#### DATA LINES

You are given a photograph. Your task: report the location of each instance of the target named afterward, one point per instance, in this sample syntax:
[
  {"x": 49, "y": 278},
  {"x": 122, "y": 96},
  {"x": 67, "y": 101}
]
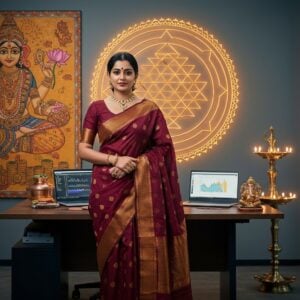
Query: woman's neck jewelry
[{"x": 123, "y": 103}]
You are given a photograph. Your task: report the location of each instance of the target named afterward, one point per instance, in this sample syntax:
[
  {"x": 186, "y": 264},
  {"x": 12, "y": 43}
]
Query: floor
[{"x": 204, "y": 284}]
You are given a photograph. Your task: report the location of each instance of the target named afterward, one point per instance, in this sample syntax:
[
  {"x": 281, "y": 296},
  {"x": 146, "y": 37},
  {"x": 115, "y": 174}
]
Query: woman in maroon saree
[{"x": 135, "y": 201}]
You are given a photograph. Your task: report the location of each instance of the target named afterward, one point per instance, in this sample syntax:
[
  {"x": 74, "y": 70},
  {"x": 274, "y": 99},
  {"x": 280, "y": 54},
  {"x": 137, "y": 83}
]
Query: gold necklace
[{"x": 124, "y": 102}]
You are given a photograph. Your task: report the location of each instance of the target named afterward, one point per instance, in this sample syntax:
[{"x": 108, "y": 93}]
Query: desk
[{"x": 211, "y": 237}]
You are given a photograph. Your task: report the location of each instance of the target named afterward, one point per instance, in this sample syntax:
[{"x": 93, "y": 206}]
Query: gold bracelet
[{"x": 116, "y": 160}]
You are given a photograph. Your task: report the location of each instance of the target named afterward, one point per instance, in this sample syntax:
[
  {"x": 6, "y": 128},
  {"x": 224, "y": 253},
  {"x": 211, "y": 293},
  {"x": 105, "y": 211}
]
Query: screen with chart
[
  {"x": 213, "y": 184},
  {"x": 72, "y": 184}
]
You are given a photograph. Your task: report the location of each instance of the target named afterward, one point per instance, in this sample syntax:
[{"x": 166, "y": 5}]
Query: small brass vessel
[{"x": 40, "y": 190}]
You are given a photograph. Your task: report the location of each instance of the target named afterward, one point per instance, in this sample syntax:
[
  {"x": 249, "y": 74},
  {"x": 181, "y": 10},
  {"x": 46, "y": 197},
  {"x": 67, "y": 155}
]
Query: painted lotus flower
[{"x": 58, "y": 57}]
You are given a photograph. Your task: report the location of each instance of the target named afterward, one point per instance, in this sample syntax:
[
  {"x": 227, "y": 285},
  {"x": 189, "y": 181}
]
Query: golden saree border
[
  {"x": 180, "y": 260},
  {"x": 146, "y": 234},
  {"x": 115, "y": 123},
  {"x": 88, "y": 136},
  {"x": 115, "y": 228},
  {"x": 163, "y": 265}
]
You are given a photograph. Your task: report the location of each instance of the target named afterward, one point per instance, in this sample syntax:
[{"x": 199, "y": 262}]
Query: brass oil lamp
[{"x": 274, "y": 282}]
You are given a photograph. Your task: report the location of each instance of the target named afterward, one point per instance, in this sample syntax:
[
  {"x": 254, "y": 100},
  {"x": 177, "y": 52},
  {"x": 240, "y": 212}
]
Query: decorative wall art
[
  {"x": 187, "y": 72},
  {"x": 40, "y": 95}
]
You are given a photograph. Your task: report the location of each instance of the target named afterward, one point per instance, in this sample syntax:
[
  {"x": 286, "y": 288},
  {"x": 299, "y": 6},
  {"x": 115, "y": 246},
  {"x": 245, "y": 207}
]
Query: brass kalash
[
  {"x": 41, "y": 193},
  {"x": 274, "y": 282}
]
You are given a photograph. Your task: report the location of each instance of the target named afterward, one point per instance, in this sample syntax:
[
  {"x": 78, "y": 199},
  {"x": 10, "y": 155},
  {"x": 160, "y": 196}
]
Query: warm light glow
[{"x": 187, "y": 72}]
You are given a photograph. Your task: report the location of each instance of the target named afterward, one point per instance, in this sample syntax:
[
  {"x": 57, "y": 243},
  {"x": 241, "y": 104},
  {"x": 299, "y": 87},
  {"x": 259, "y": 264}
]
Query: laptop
[
  {"x": 72, "y": 186},
  {"x": 213, "y": 189}
]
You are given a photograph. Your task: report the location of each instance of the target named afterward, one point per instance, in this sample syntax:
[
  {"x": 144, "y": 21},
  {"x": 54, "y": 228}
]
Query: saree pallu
[{"x": 138, "y": 220}]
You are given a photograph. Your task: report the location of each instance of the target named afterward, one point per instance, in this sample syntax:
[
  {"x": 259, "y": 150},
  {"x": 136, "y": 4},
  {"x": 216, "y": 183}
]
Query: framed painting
[{"x": 40, "y": 96}]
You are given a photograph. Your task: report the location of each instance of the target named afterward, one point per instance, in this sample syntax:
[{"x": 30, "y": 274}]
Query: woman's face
[
  {"x": 122, "y": 77},
  {"x": 10, "y": 54}
]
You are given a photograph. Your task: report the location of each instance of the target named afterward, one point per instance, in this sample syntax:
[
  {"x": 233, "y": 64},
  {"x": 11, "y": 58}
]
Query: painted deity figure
[{"x": 27, "y": 122}]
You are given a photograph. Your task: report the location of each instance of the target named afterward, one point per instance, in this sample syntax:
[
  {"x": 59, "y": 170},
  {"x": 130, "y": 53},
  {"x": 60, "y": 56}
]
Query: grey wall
[{"x": 262, "y": 38}]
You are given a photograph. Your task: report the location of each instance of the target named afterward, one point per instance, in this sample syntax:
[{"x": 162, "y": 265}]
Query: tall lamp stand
[{"x": 274, "y": 282}]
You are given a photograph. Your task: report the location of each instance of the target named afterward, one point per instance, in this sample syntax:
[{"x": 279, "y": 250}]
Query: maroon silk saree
[{"x": 138, "y": 220}]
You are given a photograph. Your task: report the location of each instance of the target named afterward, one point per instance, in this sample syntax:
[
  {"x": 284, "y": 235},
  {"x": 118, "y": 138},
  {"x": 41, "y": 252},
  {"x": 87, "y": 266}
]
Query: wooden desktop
[{"x": 211, "y": 238}]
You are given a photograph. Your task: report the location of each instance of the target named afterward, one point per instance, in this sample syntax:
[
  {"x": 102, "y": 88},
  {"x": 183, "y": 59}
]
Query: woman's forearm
[{"x": 87, "y": 153}]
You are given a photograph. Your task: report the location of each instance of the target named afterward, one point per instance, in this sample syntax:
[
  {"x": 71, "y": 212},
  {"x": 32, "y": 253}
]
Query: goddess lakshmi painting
[{"x": 38, "y": 107}]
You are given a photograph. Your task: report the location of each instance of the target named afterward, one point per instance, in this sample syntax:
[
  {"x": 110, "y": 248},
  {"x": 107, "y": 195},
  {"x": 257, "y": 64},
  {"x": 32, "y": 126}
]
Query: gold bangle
[{"x": 116, "y": 160}]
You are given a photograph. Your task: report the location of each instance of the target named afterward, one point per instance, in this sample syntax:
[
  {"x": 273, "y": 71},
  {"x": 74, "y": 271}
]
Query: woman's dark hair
[{"x": 123, "y": 56}]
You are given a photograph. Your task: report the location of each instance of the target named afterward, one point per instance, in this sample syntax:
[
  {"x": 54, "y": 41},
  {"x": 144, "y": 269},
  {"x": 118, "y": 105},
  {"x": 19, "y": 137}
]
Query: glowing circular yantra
[{"x": 187, "y": 72}]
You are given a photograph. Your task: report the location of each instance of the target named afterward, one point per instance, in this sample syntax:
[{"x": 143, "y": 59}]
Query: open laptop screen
[
  {"x": 211, "y": 184},
  {"x": 72, "y": 184}
]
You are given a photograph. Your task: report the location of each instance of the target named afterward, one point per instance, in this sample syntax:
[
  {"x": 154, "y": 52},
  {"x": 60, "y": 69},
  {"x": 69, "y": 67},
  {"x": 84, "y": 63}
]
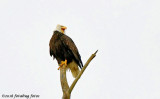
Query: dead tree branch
[{"x": 64, "y": 84}]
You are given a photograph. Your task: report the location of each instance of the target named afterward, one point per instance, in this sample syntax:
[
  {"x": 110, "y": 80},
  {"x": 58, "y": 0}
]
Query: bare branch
[
  {"x": 64, "y": 83},
  {"x": 80, "y": 74}
]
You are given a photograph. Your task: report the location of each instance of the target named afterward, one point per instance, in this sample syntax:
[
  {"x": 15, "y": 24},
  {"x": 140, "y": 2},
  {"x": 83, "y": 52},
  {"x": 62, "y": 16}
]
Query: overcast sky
[{"x": 126, "y": 33}]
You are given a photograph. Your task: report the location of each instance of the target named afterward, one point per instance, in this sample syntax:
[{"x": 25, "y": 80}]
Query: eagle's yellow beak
[{"x": 63, "y": 29}]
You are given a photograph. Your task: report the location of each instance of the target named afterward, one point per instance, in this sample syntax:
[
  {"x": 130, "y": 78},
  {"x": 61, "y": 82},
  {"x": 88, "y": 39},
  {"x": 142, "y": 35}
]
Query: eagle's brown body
[{"x": 63, "y": 48}]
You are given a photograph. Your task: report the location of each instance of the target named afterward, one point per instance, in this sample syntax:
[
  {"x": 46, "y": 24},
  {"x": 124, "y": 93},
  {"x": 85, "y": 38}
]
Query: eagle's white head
[{"x": 61, "y": 28}]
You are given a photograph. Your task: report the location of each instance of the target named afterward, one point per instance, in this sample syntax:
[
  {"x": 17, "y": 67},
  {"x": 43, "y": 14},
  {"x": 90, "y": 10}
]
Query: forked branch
[{"x": 64, "y": 84}]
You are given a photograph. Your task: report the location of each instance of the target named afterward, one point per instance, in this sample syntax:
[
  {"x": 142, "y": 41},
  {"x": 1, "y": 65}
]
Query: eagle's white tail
[{"x": 74, "y": 68}]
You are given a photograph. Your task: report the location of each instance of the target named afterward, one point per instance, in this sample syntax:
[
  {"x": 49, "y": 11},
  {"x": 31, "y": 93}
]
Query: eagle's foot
[{"x": 62, "y": 63}]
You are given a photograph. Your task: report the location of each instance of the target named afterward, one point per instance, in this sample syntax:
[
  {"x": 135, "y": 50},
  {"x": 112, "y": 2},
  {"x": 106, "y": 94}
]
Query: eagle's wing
[{"x": 70, "y": 45}]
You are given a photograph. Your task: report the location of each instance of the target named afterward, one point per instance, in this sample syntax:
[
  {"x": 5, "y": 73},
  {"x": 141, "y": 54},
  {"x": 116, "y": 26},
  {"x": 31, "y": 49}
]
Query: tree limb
[
  {"x": 64, "y": 84},
  {"x": 80, "y": 74}
]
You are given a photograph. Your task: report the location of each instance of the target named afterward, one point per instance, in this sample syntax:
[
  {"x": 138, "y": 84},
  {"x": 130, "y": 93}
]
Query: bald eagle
[{"x": 65, "y": 51}]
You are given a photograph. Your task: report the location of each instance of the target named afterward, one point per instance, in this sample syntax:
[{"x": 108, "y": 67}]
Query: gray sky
[{"x": 126, "y": 33}]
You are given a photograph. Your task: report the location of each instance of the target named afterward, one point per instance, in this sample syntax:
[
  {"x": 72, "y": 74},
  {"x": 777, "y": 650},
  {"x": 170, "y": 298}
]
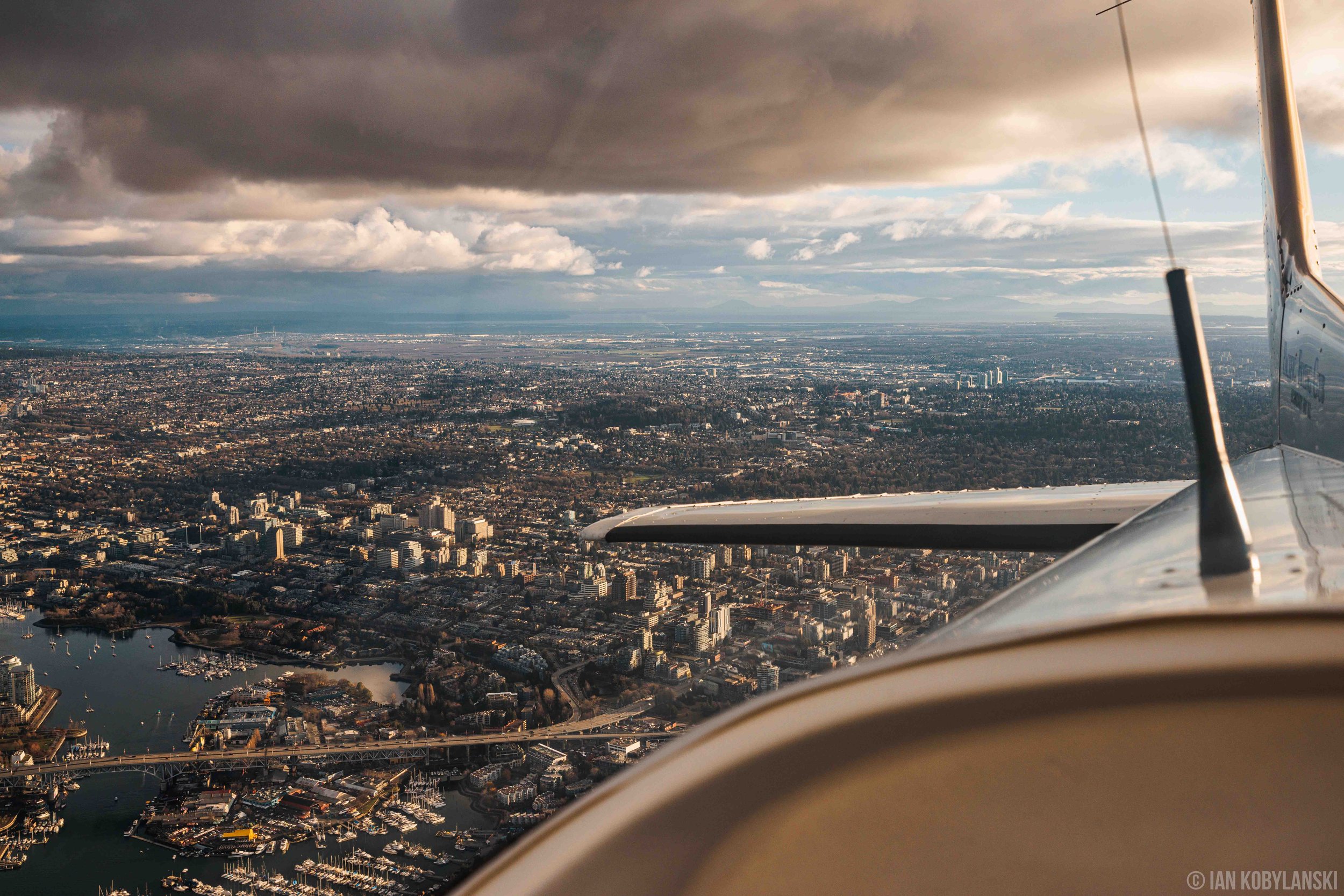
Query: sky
[{"x": 504, "y": 156}]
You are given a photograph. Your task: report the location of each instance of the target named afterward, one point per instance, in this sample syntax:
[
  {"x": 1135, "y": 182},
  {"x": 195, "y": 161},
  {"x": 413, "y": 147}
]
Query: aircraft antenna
[
  {"x": 1143, "y": 131},
  {"x": 1225, "y": 536}
]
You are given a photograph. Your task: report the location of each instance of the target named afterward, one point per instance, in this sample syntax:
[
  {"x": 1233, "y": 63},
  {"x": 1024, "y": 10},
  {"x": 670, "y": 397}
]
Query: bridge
[{"x": 166, "y": 765}]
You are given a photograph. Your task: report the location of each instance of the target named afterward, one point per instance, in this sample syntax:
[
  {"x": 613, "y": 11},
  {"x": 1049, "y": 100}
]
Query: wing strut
[{"x": 1225, "y": 537}]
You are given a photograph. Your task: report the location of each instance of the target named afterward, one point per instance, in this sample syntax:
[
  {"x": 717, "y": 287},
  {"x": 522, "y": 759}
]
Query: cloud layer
[{"x": 620, "y": 95}]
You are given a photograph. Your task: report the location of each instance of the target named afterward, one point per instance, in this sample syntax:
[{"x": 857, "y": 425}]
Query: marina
[{"x": 92, "y": 848}]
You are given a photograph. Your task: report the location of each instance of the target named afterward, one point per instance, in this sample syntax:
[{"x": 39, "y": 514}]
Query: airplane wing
[
  {"x": 1124, "y": 722},
  {"x": 1046, "y": 519}
]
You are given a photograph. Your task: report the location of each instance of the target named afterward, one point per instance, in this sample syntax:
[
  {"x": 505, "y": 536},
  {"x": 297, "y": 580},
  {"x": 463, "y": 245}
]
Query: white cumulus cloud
[{"x": 760, "y": 249}]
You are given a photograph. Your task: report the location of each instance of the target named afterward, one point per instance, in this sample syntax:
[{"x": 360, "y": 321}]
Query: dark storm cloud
[{"x": 582, "y": 95}]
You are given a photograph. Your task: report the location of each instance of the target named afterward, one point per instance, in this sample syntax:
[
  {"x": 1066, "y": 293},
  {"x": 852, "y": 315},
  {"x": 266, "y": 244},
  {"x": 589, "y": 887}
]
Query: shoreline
[{"x": 181, "y": 637}]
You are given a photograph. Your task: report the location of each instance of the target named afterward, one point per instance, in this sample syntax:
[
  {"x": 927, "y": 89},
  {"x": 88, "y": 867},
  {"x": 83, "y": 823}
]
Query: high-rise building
[
  {"x": 273, "y": 542},
  {"x": 863, "y": 613},
  {"x": 700, "y": 636},
  {"x": 410, "y": 555},
  {"x": 437, "y": 516},
  {"x": 721, "y": 623},
  {"x": 768, "y": 677},
  {"x": 703, "y": 567},
  {"x": 23, "y": 685},
  {"x": 475, "y": 529},
  {"x": 294, "y": 536},
  {"x": 394, "y": 521}
]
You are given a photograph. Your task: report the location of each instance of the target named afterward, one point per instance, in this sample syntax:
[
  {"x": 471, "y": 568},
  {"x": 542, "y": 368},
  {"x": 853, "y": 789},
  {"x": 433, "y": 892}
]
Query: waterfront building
[{"x": 768, "y": 677}]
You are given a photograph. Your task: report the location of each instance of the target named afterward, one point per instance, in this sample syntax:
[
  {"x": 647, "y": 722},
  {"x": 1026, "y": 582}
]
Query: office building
[
  {"x": 768, "y": 677},
  {"x": 273, "y": 542}
]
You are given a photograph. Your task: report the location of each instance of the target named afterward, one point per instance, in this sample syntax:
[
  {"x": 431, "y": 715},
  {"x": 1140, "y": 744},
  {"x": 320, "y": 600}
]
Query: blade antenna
[{"x": 1225, "y": 536}]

########

▶ **AIM**
Return every line of the listing above that contains the word "branch".

▶ **OUTPUT FOR THIS EXERCISE**
Query: dead tree branch
Query: bare branch
Query: forked branch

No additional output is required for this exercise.